PAGE TEXT:

☆ ☆ ☆ ☆ ☆ ☆ ☆

Families, Freedom and Responsibility

Ta-Nehisi Coates did a post that described his non-traditional family that somehow produced kids without an abnormal level of dysfunction, and in fact, a whole lot of high-function. Ross Douthat had a very nuanced and balanced take on it, with which I broadly agree. There is a difference in shading, however, that I think would tend to lead in somewhat different policy direction (not that either of them were getting into policy, but somebody has to be the dork here). Ross made the point that pointing to your non-traditional family that seemed to do pretty darn well is, in effect, like pointing to your 97 year-old uncle who smokes three packs a day and saying that this calls into question all this stuff about smoking causing cancer:

But on the other hand, the generalizations matter too. The “artifice” of the traditional family isn’t just an artifice, and the values that social conservatives hold so dear – monogamy, marriage vows, the idea that every kid deserves a mother and a father in his life – don’t just exist to make people in non-traditional families feel bad about themselves. In the aggregate, Dan Quayle was right. In the aggregate, marriage is better for kids than single parenthood. In the aggregate, marriage is better for men and women than long-term cohabitation. In the aggregate, divorce is bad news – for your finances, your health, and your children’s long-term prospects. And in the aggregate, if you’re concerned about income inequality or social mobility or the crime rate or just about any area of socioeconomic concern, then you should be at least moderately fretful about the long, slow decline of the American two-parent family – among blacks, whites, and Hispanics alike.

But I think what is in dispute here is whether these statements of cause-and-effect are correct. I remember reading the famous “Dan Quayle Was Right” article when it came out in 1993. I had the same issue with it then as now. It asserted scientific knowledge about these questions:

According to a growing body of social-scientific evidence, children in families disrupted by divorce and out-of-wedlock birth do worse than children in intact families on several measures of well-being. Children in single-parent families are six times as likely to be poor. They are also likely to stay poor longer. Twenty-two percent of children in one-parent families will experience poverty during childhood for seven years or more, as compared with only two percent of children in two parent families. A 1988 survey by the National Center for Health Statistics found that children in single-parent families are two to three times as likely as children in two-parent families to have emotional and behavioral problems. They are also more likely to drop out of high school, to get pregnant as teenagers, to abuse drugs, and to be in trouble with the law. Compared with children in intact families, children from disrupted families are at a much higher risk for physical or sexual abuse.

All this says, of course, is that these problems are more prevalent among children of divorce or illegitimacy than intact families. What we don’t know are the counterfactuals: how would these kids have fared if their parents had stayed married or never been married? Despite the “social scientific evidence”, it’s hard to see, at least in a non-totalitarian society, how we could construct random assignment trials to tease this out.

☆ ☆ ☆ ☆ ☆ ☆ ☆

GIVEN RECORDS:
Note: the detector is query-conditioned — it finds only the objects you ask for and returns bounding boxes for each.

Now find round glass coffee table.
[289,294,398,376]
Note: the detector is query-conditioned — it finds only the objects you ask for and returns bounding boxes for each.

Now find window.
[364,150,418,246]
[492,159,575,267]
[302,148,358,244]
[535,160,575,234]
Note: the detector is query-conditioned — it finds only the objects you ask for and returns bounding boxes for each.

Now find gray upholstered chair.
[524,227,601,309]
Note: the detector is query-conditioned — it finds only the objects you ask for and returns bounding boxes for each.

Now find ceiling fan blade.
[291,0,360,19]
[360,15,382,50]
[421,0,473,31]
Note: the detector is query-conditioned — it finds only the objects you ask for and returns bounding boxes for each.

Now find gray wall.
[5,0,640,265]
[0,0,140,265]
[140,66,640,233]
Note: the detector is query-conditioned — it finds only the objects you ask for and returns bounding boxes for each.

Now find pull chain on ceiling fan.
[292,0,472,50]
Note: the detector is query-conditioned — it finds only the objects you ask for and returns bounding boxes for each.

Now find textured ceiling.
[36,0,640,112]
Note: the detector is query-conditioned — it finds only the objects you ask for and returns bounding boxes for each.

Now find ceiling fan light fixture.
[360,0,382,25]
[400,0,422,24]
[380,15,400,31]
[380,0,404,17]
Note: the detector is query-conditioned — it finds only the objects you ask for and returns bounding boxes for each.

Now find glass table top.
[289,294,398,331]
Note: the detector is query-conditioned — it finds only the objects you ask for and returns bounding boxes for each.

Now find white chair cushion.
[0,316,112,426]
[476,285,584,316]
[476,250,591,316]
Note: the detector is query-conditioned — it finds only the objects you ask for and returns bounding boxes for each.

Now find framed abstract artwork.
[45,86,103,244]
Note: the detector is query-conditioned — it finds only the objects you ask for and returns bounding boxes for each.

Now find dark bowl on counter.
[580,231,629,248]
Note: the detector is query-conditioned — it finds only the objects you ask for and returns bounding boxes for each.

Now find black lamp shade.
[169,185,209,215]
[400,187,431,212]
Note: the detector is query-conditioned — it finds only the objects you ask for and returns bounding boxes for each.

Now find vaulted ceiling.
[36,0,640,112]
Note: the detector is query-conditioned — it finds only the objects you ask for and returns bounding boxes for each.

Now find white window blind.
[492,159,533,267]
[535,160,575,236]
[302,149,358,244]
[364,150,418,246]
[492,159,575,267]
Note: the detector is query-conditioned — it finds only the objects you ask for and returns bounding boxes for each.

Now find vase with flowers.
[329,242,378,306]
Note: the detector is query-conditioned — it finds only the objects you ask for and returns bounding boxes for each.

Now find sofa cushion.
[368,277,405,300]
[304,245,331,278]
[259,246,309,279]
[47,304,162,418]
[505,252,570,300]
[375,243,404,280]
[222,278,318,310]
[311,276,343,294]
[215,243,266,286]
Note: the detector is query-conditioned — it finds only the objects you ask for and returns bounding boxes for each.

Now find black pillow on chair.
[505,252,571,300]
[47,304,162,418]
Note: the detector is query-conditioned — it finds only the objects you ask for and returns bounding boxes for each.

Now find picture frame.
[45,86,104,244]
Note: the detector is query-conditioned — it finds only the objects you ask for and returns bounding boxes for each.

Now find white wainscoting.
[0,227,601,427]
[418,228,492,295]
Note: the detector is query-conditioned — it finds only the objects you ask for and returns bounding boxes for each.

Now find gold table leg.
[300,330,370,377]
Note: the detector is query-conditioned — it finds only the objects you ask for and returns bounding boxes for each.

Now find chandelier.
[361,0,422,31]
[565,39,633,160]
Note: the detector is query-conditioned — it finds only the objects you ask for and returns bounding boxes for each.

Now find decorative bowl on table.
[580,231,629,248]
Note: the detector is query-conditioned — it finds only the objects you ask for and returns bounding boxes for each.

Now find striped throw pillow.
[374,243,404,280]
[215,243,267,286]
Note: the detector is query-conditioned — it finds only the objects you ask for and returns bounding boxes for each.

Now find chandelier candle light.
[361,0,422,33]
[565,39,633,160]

☆ ☆ ☆ ☆ ☆ ☆ ☆

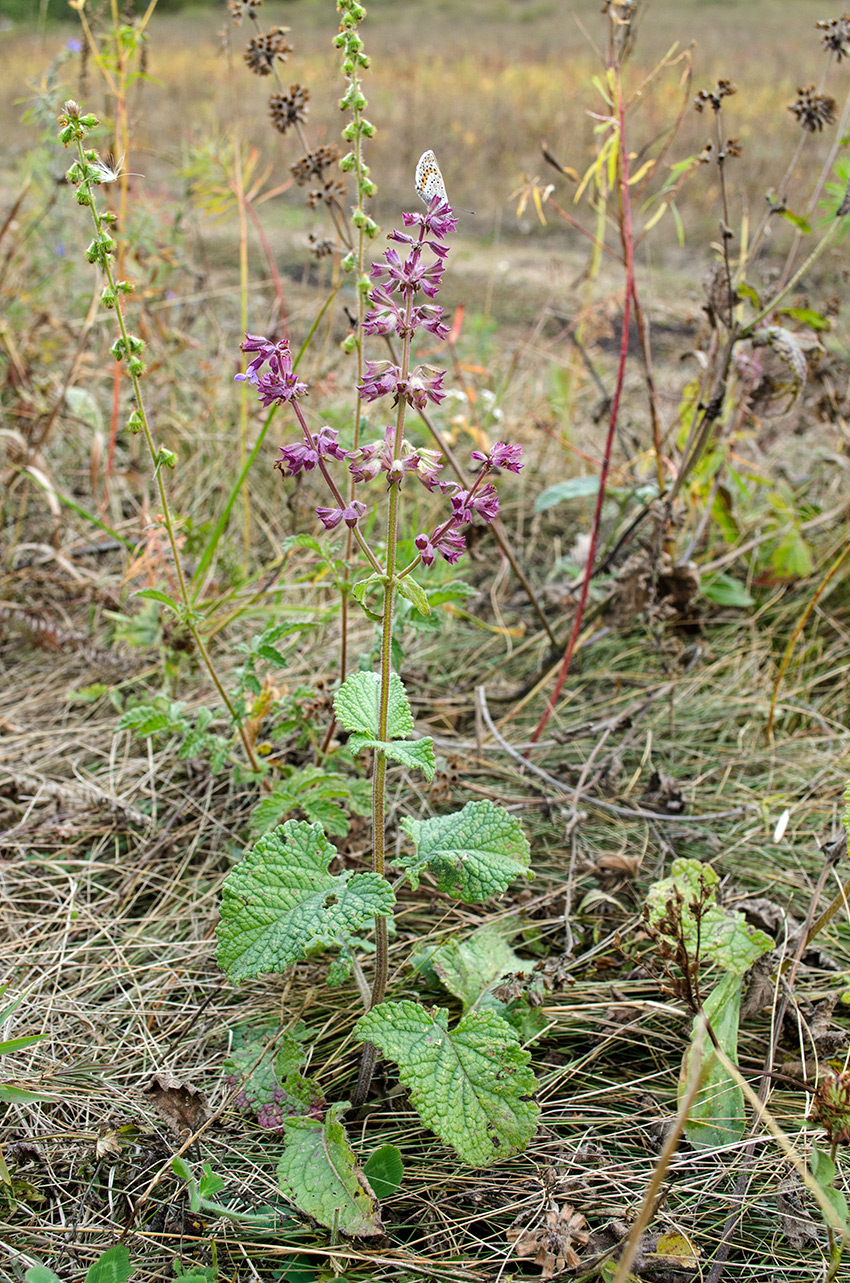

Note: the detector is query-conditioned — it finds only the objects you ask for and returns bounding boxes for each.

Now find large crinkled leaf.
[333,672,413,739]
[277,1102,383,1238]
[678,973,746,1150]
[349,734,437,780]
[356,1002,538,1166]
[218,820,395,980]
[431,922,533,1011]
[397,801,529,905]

☆ ☆ ☆ ☆ ☆ ☆ ☆

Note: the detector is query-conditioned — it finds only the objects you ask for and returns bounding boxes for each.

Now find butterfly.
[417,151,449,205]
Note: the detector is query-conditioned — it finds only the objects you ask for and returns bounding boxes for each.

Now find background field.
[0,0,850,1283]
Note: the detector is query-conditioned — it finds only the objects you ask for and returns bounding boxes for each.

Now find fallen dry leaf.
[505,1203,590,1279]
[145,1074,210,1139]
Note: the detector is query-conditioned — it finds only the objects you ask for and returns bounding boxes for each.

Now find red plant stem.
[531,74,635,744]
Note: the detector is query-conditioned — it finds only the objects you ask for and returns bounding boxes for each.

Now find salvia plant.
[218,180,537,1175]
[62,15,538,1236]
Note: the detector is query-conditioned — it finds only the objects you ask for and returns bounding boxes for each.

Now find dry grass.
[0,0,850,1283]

☆ ☆ ☆ ☆ ☆ ☆ ☆

ASSIGNMENT 1:
In the post on families, update the passage that begins at the words "All this says, of" and stops after "tease this out.", replacing "counterfactuals" with "alternative outcomes".
ASSIGNMENT 2:
According to the post on families, in what year did the "Dan Quayle Was Right" article come out?
ASSIGNMENT 3:
How would you translate this sentence from the post on families into Spanish: "Children in single-parent families are six times as likely to be poor."

ANSWER SECTION 1:
All this says, of course, is that these problems are more prevalent among children of divorce or illegitimacy than intact families. What we don’t know are the alternative outcomes: how would these kids have fared if their parents had stayed married or never been married? Despite the “social scientific evidence”, it’s hard to see, at least in a non-totalitarian society, how we could construct random assignment trials to tease this out.

ANSWER SECTION 2:
1993.

ANSWER SECTION 3:
Los niños de familias monoparentales tienen seis veces más probabilidades de ser pobres.